» **Work to do**:
Gather every line below that contains the string "sausage", and copy each one in full. Case matters.

------------------------------------

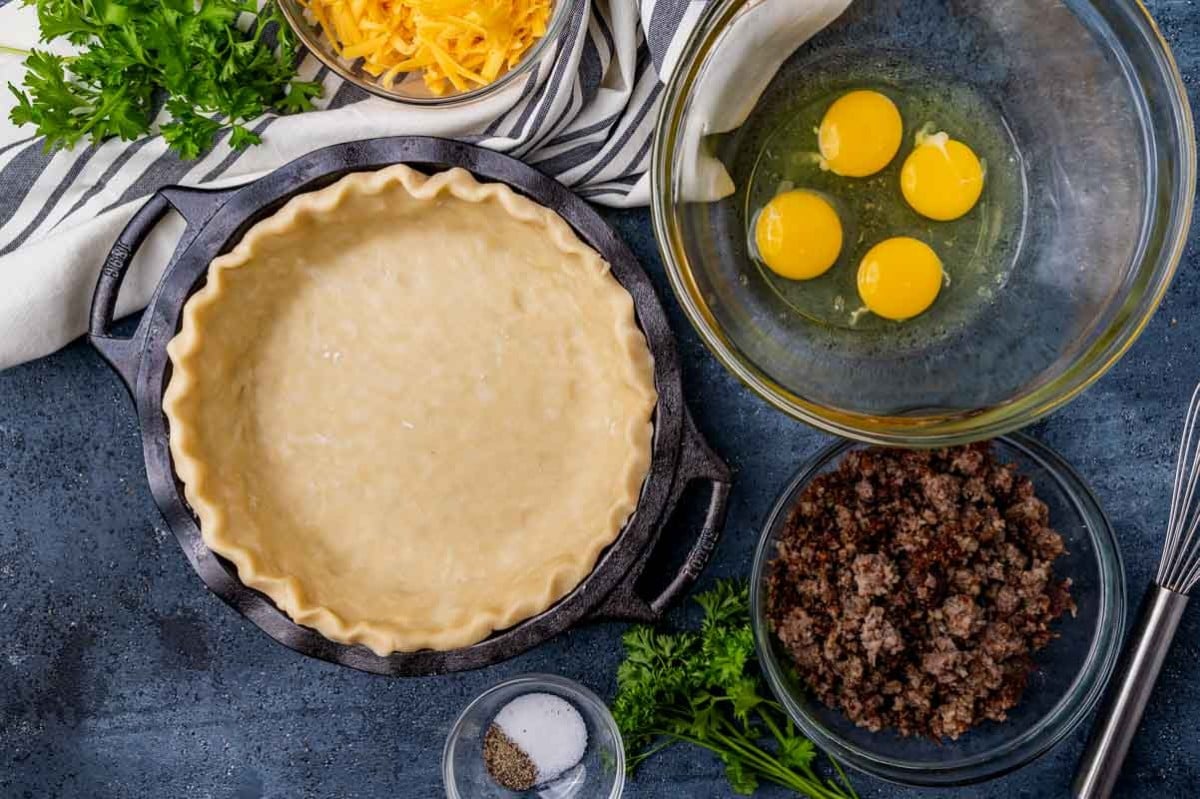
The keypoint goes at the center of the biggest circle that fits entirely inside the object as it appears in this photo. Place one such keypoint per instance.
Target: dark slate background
(120, 676)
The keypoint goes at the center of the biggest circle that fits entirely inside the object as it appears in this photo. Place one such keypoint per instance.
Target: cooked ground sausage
(911, 588)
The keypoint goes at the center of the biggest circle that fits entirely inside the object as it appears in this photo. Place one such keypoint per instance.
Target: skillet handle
(697, 462)
(197, 206)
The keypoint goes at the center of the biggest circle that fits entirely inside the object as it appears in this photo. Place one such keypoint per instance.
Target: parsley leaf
(190, 55)
(706, 689)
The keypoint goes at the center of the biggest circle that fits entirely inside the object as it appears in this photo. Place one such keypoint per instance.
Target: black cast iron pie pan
(216, 220)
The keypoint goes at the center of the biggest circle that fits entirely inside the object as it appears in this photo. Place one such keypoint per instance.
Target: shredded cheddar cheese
(456, 43)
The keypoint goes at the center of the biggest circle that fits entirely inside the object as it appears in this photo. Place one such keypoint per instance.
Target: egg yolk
(942, 179)
(859, 134)
(899, 277)
(798, 235)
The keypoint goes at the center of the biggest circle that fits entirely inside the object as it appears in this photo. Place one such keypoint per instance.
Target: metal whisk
(1179, 571)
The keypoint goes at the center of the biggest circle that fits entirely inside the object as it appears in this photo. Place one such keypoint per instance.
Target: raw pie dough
(411, 409)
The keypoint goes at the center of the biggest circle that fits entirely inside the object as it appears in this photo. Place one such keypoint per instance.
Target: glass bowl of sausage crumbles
(937, 617)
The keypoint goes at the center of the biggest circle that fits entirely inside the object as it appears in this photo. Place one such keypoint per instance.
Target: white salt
(549, 730)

------------------------------------

» **Answer to this problem**:
Target: cooked ground sausage
Target: glass bowl of sausage crumbles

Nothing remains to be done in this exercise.